Task statement
In the forum thread below, replace "beret" with "Special Forces tab" and write out the part that opens with the words "## AWP (Jun" and closes with "to be tools)".

Selected text

** Start **

# Human Intelligence Collector (HUMINT 35M) in Army SF



## Gurahiyi (Jun 29, 2017)

Hello all,

I am meeting with my recruiter on 6th of July to try and sort out my Army MOS. Preface, I have ACT, College GPA, and High School GPA in the 99th percentile nationally, so the ASVAB and DLAB shouldn't be exceedingly difficult (I have a perfect score in English and Reading Comprehension on the ACT). My question is about getting into either Army SF or the Ranger Regiment with that MOS. I previously considered Infantry (11X) and Cavalry Scout (19D) and am still considering 11X Option 40 or an 18X contract as valid choices. However,  if I were to take a 35M contract, is it possible to still get Option 40 as well for a guaranteed shot at Ranger Regiment? I see from their web page How to Become an Army Ranger that it is an acceptable MOS, but I am not sure if I can guarantee a shot at entry with that MOS. Another thing is, would that be a valuable MOS to an ODA team?  I can see, if this information is correct, Special Forces Operational Detachment Alpha (SFOD A) | A Teams that each ODA has one slot for an intel MOS. Would a 35M be considered a good option to fill that slot? Also, I am 18 years old, and am set on enlisting. Going to college is not an option at this time (even with ROTC) due to financial constraints. I will be applying to USMA/USNA/USAF throughout my initial enlistment. If that fails, I will be attending university after my initial enlistment using the GI Bill plus the Hazlewood Act and any saved funds, as well as any benefits I might receive from the Reserves at that time. From there I will either go to graduate school and enter the private sector or else return to the military. 

Regards,
Gurahiyi


----------



## Topkick (Jun 29, 2017)

I can only tell you that while 19D is a great job, it wont get you into the Ranger Regiment. You can attempt to earn the Ranger Tab as a Cavalry Scout but if you want to serve in the 75th, go infantry.


----------



## Il Duce (Jun 29, 2017)

There are situations where a HUMINT collection team of 35Ms will support SOF - but it's going to be very rare that one 35M would somehow operate inside an ODA.  18 series Soldiers have their own source collecting progression all the way up to CAT I so no real need for embedded 35Ms.


----------



## AWP (Jun 29, 2017)

- If you want to be a Ranger, get an Option 40 contract
- If you want to be Special Forces, get an 18X contract
- A prior MI MOS will have no bearing on becoming a Special Forces Intelligence Sergeant.
- 19D...BWAHAHAHAHAHA!!!!
- As a general aside, why do highschoolers pimp their stats? No one cares and once you enlist none of it matters. You're a new person, you're born again.
- You want to be on an ODA, go 18x and earn the beret. Too many support guys angle for a team....if you want to do cool guy stuff, go to the cool guy school. Be a support guy or a team guy, but don't try to be both at the same time. (I'm a former SF support guy and have seen in WAAAAAYYYYYY too often. Guys that try to angle for a team as a support guy tend to be tools)

** End **

[Location identification rows]
** Start **

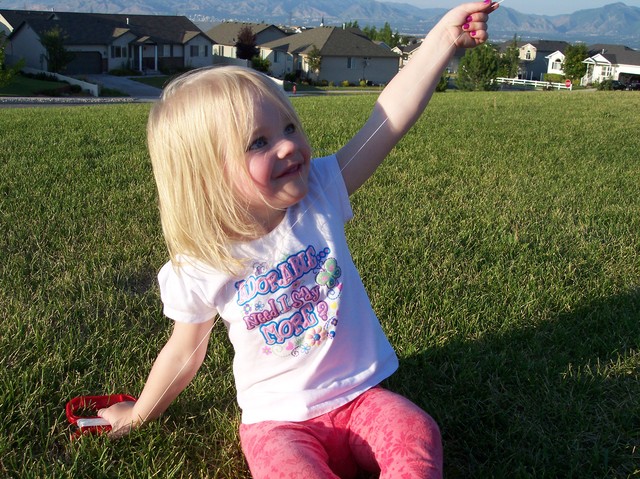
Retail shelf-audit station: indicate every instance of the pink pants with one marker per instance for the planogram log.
(379, 431)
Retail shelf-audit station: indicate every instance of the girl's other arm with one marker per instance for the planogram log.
(174, 368)
(406, 96)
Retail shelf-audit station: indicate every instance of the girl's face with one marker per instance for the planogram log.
(278, 160)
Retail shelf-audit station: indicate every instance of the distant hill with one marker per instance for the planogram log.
(614, 23)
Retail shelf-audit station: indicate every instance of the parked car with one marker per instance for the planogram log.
(616, 85)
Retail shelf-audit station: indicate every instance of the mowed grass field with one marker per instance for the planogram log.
(499, 243)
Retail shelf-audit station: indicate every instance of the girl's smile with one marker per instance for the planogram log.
(278, 158)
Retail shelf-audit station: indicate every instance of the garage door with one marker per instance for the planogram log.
(84, 62)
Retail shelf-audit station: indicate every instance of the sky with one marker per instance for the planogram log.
(538, 7)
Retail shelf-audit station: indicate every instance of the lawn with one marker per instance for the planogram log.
(500, 245)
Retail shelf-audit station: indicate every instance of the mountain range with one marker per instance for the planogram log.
(614, 23)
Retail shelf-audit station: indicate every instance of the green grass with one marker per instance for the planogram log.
(500, 245)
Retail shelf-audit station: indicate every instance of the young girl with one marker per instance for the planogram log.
(255, 232)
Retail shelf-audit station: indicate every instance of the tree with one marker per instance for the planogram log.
(510, 60)
(478, 69)
(314, 60)
(7, 73)
(58, 57)
(573, 67)
(246, 44)
(443, 83)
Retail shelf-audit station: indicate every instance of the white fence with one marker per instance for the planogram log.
(536, 84)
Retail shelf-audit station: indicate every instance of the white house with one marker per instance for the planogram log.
(611, 62)
(555, 63)
(225, 36)
(103, 42)
(346, 55)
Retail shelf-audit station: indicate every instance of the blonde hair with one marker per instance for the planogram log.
(198, 134)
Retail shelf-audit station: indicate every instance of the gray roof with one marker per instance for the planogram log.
(226, 33)
(332, 42)
(101, 28)
(542, 46)
(616, 54)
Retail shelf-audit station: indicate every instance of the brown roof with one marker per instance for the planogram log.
(102, 28)
(616, 54)
(331, 41)
(226, 33)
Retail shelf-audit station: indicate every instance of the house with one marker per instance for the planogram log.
(104, 42)
(535, 57)
(346, 55)
(225, 36)
(611, 62)
(555, 63)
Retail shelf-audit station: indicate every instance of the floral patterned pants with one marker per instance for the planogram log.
(379, 431)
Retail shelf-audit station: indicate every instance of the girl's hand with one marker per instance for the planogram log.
(467, 23)
(121, 418)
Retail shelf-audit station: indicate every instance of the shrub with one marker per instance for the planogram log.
(554, 77)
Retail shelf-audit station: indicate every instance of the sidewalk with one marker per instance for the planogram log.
(138, 92)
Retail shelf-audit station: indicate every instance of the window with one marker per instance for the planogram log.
(118, 51)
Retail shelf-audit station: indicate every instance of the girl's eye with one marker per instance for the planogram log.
(258, 143)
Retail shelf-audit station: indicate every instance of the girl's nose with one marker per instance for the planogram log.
(286, 147)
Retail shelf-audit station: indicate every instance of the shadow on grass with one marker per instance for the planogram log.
(559, 399)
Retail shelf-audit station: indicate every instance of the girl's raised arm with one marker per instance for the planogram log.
(406, 96)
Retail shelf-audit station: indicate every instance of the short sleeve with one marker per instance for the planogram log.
(186, 297)
(326, 172)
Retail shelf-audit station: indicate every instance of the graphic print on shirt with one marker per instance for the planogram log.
(294, 306)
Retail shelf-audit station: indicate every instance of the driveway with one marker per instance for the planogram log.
(135, 89)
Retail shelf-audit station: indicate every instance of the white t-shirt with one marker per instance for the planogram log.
(305, 336)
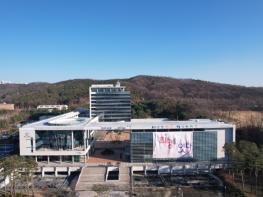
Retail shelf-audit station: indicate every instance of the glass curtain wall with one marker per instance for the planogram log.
(59, 140)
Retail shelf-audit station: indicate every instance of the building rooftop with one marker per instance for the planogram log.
(73, 121)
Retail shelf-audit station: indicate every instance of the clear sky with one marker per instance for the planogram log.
(53, 40)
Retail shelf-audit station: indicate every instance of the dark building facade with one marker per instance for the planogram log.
(111, 102)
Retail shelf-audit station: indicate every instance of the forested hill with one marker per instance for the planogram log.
(145, 89)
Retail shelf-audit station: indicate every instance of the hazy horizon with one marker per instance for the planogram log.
(51, 41)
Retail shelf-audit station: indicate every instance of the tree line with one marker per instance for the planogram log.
(246, 158)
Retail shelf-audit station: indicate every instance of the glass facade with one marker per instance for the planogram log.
(114, 104)
(59, 140)
(141, 146)
(204, 146)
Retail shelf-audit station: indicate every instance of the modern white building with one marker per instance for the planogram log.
(50, 108)
(69, 137)
(111, 102)
(64, 138)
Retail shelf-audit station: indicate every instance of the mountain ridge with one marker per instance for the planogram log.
(143, 88)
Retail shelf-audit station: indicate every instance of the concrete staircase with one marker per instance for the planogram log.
(90, 176)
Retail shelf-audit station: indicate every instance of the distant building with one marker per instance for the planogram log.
(8, 107)
(50, 108)
(111, 103)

** End **

Exercise response
## AWP (Jun 29, 2017)

- If you want to be a Ranger, get an Option 40 contract
- If you want to be Special Forces, get an 18X contract
- A prior MI MOS will have no bearing on becoming a Special Forces Intelligence Sergeant.
- 19D...BWAHAHAHAHAHA!!!!
- As a general aside, why do highschoolers pimp their stats? No one cares and once you enlist none of it matters. You're a new person, you're born again.
- You want to be on an ODA, go 18x and earn the Special Forces tab. Too many support guys angle for a team....if you want to do cool guy stuff, go to the cool guy school. Be a support guy or a team guy, but don't try to be both at the same time. (I'm a former SF support guy and have seen in WAAAAAYYYYYY too often. Guys that try to angle for a team as a support guy tend to be tools)